Would you print all of the records below exactly, without skipping any?

^^^^^^^^

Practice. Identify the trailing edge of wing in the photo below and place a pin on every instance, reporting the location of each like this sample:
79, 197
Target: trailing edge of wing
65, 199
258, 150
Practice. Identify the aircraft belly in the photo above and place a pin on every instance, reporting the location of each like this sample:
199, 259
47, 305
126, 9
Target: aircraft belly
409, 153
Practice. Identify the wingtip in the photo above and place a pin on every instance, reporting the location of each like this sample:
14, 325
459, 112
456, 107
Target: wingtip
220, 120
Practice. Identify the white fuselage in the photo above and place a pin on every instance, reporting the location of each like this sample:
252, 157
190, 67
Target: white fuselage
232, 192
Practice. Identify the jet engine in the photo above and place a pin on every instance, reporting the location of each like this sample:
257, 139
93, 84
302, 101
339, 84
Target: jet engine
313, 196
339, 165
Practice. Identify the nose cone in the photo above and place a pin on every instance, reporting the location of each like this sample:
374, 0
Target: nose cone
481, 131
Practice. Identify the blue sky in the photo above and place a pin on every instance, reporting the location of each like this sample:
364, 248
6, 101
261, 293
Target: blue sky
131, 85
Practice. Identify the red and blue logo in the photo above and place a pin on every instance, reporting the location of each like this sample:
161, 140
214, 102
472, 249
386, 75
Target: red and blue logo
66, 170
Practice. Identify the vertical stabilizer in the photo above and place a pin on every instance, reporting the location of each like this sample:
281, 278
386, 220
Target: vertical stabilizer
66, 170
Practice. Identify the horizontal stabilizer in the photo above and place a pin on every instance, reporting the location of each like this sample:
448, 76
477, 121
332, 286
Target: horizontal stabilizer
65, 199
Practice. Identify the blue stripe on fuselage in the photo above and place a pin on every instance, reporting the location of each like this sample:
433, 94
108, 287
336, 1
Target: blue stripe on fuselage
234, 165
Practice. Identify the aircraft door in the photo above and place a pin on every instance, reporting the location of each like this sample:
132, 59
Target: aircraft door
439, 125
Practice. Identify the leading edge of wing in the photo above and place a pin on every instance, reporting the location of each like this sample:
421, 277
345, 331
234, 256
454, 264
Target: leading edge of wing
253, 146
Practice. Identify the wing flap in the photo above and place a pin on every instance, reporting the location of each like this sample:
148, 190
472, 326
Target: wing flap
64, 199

^^^^^^^^

WRITTEN SOLUTION:
Practice. Identify the trailing edge of wing in the photo below and place a pin on every instance, reporting the location of each like this sample:
79, 197
Target: trailing edge of wing
65, 199
258, 150
Practice. Identify the aircraft belly in the photo above and place a pin on every instance, reporting the location of each like this sample:
199, 259
47, 305
126, 9
Target: aircraft belly
409, 153
Practice. Identify the wingtip in the photo above and place a pin on every instance, reporting the location of each like this sample:
14, 325
459, 112
456, 107
Target: wingtip
220, 120
Practice. Identify the white fuselage in the photo above and place a pin on every instance, reporting the location of each like this sample:
252, 157
190, 67
Target: white fuselage
232, 192
Practice. Identify the jet engine in the photo above and place a pin on every instance, reporting the location of each like this sample:
257, 139
93, 84
302, 101
339, 84
Target: jet engine
313, 196
339, 165
Practice. Identify the nose cone in the photo above and place a pin on every instance, reporting the location of each like this sample:
374, 0
Target: nose cone
481, 131
Practice. Identify the blue sky in the photo above and place a pin on every instance, reporting the location of each like this sample:
364, 248
6, 101
261, 293
Target: blue sky
131, 85
Practice. Identify the red and blue logo in the photo above and place a pin on every instance, reporting the location of each like this sample:
161, 140
214, 102
472, 249
386, 75
Target: red and blue logo
66, 170
Practice. Identify the vertical stabilizer in the photo above and place a pin on every instance, reporting the location of each like this sample:
281, 278
386, 220
Target: vertical stabilizer
66, 170
Practice. Identify the horizontal stabilizer in the photo above and place a pin on every instance, reporting the location of each like this sample:
448, 76
477, 121
332, 286
Target: horizontal stabilizer
65, 199
Practice. Identify the blue stripe on fuselage in the photo above and place a pin on every instance, reporting the location of each like this sample:
433, 94
108, 287
336, 1
Target: blue stripe on fuselage
234, 165
Practice. Identify the aircraft door in the photo above and place a pin on every instance, reporting the location of each like this sample:
132, 59
Target: aircraft door
439, 125
Practice. Identify the leading edge of wing in the photo above and place a pin on every instance, reporting the location of each like this sample:
421, 277
345, 331
234, 256
454, 264
Target: leading edge of wing
253, 146
Practice. Identify the wing flap in the photo above and place a pin on every instance, reporting the location of each like this sample:
148, 190
472, 326
Target: wing flap
64, 199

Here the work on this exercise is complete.